* [Document]:
(begin)

Onboarding is especially important for ensuring customer success for apps because the user must often learn how to use an unfamiliar interface.
Because freemium businesses don’t recognize revenue until after the first conversion event, successfully onboarding both non-paying users after conversion and paying customers through adoption is essential for survival.
The benefits of familiarizing users or customers with a product or service aren’t limited to digital products and apps, though.
Physical and information products and service businesses can also benefit from delivering a great experience to prospects, users, customers, or clients.
📧The example below is of an onboarding email sent by Rolling Stone magazine to subscribers of its free newsletter. The brand prominently features its upgrade option in this welcome message which includes a big “Thank you!” to new subscribers.
✨7 benefits of effective customer onboarding✨
- Increases conversion rates by helping prospects realize the value of your product or service and averting abandonment during the adoption phase.
- Decreases customer churn rates by ensuring that purchasers achieve their goals.
- Improves customer satisfaction rates by making it easier for users to maximize the value they obtain from your product or service.
- Delivers positive customer experiences through proactive measures that prevent user errors and friction.
- Enhances brand reputation by demonstrating that you are committed to customer service after the sale.
- Enables you to orchestrate and optimize your customer’s post-activation journey toward mutually beneficial outcomes.
- Builds long-term customer relationships, increasing customer lifetime value, lowering customer acquisition costs, and activating brand advocates.
When should you send onboarding emails?
Onboarding through email communications or other channels such as in-app tips, video tutorials, or live customer support engagements may take place anytime a person’s interaction with a business represents a conversion event.
Once that conversion action happens, onboarding’s role is to ensure that it sticks.
Common conversion actions that trigger onboarding include:
- Product or service purchases or free trials.
- Paid or non-paid subscriptions.
- Account registrations or sign-ups.
Onboarding in different forms may continue through the expansion and advocacy stages as part of a full-cycle relationship-building marketing strategy. For example, a loyal customer who becomes a referrer for the first time might receive onboarding instructions related to their new journey as a brand advocate.
Depending on the complexity of your product or service and the diversity of your audience, you may need several onboarding flows and sequences to achieve all these goals. Different users and contexts require different responses.
To determine where onboarding emails can be most effective in ensuring new user or customer stickiness, map your customers’ journeys.
The data management tools we shared in our Email Marketing Tools To Drive Your 2022 can help you define and visualize your customers’ journeys.
For each audience segment, identify the pivotal touchpoints in the buyer’s journey that transition someone from one level of interest in your product or service to the next.
These are the moments where an onboarding email can be the lever that triggers someone to take action.
When examining your customer journeys, pay particular attention to when post-conversion drop-offs occur. These are moments when you’ve lost momentum or connection with your customer.
- Did they try to buy but didn’t?
- Is there an identifiable interval after which people stop purchasing your products or using your service?
- Can you pinpoint any sudden drop-offs in the frequency of engagement or purchase?

(end)

* [Required actions]:
[A] The customer onboarding text calls onboarding essential for the survival of freemium businesses. What reason does it give?
[B] Reproduce the customer onboarding text from "- Builds long-term" up to and including "registrations or sign-ups.".
[C] Write the next part of the text on customer onboarding, picking up after its final sentence.

* [Stored data]:
(begin)

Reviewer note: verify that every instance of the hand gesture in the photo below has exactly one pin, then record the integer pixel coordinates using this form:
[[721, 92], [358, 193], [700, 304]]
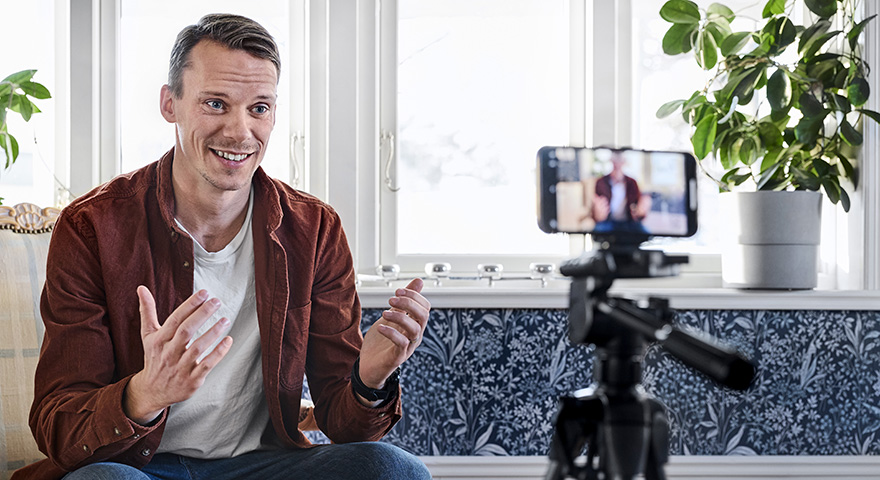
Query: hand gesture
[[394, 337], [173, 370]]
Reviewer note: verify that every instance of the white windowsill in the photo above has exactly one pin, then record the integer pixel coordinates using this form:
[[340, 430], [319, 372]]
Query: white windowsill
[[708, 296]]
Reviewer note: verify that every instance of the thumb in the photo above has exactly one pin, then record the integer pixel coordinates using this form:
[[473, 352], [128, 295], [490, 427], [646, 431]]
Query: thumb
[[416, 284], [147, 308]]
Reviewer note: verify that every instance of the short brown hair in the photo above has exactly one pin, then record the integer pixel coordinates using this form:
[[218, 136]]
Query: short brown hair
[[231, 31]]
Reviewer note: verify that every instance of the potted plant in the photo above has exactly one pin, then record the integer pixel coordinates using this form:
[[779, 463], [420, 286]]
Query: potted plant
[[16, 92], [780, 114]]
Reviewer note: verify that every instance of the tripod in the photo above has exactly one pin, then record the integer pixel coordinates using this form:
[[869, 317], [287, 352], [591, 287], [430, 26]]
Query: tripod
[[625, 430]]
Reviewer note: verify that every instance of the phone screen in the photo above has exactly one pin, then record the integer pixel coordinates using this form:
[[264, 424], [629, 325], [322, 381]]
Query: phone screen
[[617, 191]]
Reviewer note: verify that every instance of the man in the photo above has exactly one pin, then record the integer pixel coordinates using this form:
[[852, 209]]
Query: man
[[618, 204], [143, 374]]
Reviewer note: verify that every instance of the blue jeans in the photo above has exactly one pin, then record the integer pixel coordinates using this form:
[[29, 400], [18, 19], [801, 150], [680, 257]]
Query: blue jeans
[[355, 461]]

(end)
(begin)

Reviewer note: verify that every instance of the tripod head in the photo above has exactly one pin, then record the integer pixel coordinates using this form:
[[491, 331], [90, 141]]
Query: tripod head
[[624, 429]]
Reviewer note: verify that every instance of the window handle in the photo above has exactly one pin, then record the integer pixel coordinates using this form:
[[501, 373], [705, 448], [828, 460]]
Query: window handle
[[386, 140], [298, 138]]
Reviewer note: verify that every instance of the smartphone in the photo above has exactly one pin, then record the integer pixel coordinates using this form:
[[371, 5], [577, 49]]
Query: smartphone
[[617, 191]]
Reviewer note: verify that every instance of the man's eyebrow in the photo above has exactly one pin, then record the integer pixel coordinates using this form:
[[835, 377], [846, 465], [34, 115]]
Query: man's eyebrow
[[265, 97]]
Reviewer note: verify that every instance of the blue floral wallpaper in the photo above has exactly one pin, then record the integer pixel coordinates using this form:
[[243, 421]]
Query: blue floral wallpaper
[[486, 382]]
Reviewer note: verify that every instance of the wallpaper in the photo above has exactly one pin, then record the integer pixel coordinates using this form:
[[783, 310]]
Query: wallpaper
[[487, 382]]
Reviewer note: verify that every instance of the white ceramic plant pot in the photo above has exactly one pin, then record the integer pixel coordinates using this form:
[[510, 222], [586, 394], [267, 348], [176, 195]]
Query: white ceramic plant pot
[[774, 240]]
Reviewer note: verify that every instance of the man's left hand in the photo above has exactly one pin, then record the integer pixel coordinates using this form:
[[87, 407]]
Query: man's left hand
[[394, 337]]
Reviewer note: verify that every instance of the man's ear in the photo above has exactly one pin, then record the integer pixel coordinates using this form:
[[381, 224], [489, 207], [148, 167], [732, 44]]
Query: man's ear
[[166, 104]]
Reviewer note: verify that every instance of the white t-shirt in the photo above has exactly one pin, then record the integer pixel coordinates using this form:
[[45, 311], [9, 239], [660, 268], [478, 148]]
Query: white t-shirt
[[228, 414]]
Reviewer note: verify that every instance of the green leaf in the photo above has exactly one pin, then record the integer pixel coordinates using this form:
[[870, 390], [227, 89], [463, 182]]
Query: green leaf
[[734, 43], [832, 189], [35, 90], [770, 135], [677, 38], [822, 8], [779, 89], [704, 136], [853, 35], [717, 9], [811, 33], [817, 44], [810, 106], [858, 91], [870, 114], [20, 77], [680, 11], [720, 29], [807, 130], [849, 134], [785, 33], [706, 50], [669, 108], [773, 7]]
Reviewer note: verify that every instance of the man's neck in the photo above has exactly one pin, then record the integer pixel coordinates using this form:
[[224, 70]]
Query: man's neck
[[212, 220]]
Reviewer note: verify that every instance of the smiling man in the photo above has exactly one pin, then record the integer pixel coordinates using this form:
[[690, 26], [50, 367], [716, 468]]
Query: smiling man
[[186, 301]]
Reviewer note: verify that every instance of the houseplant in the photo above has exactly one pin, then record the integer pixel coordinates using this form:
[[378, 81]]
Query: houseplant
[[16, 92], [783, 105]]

(end)
(begin)

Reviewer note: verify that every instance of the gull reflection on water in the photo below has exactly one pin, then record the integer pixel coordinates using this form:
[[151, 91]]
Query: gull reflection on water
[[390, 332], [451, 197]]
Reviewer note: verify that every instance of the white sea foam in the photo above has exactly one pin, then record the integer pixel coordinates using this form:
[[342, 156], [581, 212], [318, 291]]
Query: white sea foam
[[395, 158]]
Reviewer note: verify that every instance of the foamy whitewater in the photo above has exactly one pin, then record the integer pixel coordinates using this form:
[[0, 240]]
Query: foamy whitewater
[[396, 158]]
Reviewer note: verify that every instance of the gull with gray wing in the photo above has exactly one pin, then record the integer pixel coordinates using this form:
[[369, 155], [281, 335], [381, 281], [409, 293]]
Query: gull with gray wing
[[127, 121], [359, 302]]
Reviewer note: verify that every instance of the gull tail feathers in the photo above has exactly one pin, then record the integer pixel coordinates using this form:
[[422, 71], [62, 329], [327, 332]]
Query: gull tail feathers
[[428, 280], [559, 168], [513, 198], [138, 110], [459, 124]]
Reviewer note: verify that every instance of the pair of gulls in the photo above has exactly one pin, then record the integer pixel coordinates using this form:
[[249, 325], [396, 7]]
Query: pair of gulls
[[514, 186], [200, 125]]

(end)

* [Answers provided]:
[A] Freemium businesses don't recognize revenue until after the first conversion event. That makes it essential to successfully onboard both non-paying users after conversion and paying customers through adoption.

[B]
- Builds long-term customer relationships, increasing customer lifetime value, lowering customer acquisition costs, and activating brand advocates.
When should you send onboarding emails?
Onboarding through email communications or other channels such as in-app tips, video tutorials, or live customer support engagements may take place anytime a person’s interaction with a business represents a conversion event.
Once that conversion action happens, onboarding’s role is to ensure that it sticks.
Common conversion actions that trigger onboarding include:
- Product or service purchases or free trials.
- Paid or non-paid subscriptions.
- Account registrations or sign-ups.

[C]
Support recovery of these lapsed customers through:
- Re-engagement and reactivation email messages.
- Cart abandonment email sequences.
- Browse abandonment email workflows.
Is becoming an email subscriber a conversion event that requires onboarding?
Traditional onboarding is thought of as a process for trial users or purchasers.
However, email list subscribers need onboarding, too! Those email list welcome flows you send to new subscribers are one type of onboarding email.
When a new subscriber provides you with their contact information, they expect something to happen.
Some businesses onboard new subscribers with a welcome email introducing their brand. Other businesses acquire new subscribers by making an offer and their onboarding email sequence is the follow-through on that offer.
Sellers of physical products often use their email newsletters and other campaigns to engage in attraction marketing and to familiarize people with their brand, its values and products or services. Digital publications may send users a basic version of their email newsletter as a method to generate paid subscriptions.
If all goes well, your welcome email will be the first of several onboardings you’ll share with your subscribers as you convert them into customers and brand advocates.
The Email Marketing Activity Book for Kids
Why email onboarding is such a valuable tool for achieving customer (and business) success
Most onboarding programs employ a multi-channel approach to deliver the right onboarding messages at the right time to each person.
For digital products, including mobile or desktop apps and online services such as job boards, much of the onboarding activity will occur within the app or through the provider’s website.
Physical products, like Legos, may deliver printed instructions as well as use digital channels as part of their onboarding system.
Among the many channels through which you can reach your customers and support their journey, however, email is key.
Email’s ubiquity as a means of communication makes it ideal as an onboarding tool.
In fact, people expect to receive a welcome email when signing up to try or buy a new product or service.
If you don’t follow through, your prospects may doubt your company’s reliability.
Plus, onboarding emails are uniquely positioned to boost the effectiveness of your onboarding program because of their flexibility, accessibility, and capacity for personalization at scale.
Because email marketing is built for segmentation, it can easily accommodate different onboarding flows for different customer segments. Additionally, using branching logic, your onboarding emails can adjust to each onboarder’s behavior.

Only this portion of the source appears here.